Having good looks is a curse.
I know, npnt.
I’m being told that I’m pretty all my life. I’m blessed with height and am also slim built with an ample bosom. Tbh, I don’t see what others see in the mirror. I’m just me. I’m an introvert so I don’t open up easily unless I’ve spent time knowing a person. I don’t socialise a lot too. I always try to blend in but shit always seem to happen.
In pri and sec school I was bullied so much by other girls. When I reached the age when boys started to notice me, it got worse. I get prank calls from boys asking me to be their gf and their current gf would gang up with others to confront me and make my life hell. Once they even threw my school bag into the boys toilet, vandalized my desk, drew on my uniform. I was so afraid of going to school and couldn’t focus in class. I dreaded being approached by anyone especially boys who wanted to get to know me. It’s very uncomfortable when people keep staring at your chest instead of looking you in the eye when talking. I feel like a piece of meat. I mostly wear baggy clothes from then on.
When I thought those days were over, jc and uni aren’t better. I thought I made some friends only to overhear them telling others they just wanted to know what’s the fuss about me. Said I’m just some stupid flower pot plus other very mean and hurtful things about me. So basically they weren’t really my friends. I started to keep to myself even more.

§ EXTRACTED MATERIAL
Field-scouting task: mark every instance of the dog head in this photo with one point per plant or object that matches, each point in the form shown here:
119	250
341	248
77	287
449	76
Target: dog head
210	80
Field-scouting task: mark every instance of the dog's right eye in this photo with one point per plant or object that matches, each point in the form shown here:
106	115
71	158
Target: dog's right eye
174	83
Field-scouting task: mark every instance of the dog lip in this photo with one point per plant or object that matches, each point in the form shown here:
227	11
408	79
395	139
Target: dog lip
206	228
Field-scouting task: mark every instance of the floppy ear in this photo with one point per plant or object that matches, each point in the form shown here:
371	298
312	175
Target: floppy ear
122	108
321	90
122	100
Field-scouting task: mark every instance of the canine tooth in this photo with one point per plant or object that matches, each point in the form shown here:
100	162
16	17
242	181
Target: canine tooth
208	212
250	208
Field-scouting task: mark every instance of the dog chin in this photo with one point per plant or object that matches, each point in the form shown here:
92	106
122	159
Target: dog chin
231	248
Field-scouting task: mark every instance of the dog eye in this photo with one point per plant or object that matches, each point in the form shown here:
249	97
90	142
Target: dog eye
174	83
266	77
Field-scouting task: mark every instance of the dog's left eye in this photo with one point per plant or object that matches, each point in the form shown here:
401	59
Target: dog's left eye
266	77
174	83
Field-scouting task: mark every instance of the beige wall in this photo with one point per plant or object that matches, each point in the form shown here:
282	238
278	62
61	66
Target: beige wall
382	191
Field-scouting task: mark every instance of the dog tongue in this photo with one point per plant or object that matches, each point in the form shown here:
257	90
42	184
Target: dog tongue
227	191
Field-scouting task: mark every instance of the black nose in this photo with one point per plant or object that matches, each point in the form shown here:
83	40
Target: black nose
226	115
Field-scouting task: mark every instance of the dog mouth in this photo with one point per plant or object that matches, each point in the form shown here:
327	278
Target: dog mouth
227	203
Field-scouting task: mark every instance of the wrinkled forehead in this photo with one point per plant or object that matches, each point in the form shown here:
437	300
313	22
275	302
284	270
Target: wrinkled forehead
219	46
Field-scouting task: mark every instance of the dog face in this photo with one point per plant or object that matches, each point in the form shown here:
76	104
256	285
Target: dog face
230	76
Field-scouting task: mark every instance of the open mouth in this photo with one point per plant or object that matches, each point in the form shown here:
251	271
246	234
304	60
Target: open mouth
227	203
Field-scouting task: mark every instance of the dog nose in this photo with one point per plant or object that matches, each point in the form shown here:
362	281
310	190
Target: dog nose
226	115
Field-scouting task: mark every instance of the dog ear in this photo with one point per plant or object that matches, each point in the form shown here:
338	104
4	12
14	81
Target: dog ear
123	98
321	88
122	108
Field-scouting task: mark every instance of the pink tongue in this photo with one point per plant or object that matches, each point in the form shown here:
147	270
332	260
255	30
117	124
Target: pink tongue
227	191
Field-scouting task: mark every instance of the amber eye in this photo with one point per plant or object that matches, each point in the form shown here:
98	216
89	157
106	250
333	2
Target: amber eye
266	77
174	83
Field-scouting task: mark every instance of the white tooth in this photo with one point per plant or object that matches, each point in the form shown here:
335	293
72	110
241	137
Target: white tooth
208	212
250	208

§ INSTRUCTION A
In the post, what was thrown into the boys toilet?
§ INSTRUCTION B
Name every stage of schooling the post mentions.
Answer from the post alone, not the material.

§ WRITTEN SOLUTION A
The writer's school bag.

§ WRITTEN SOLUTION B
pri school, sec school, jc, uni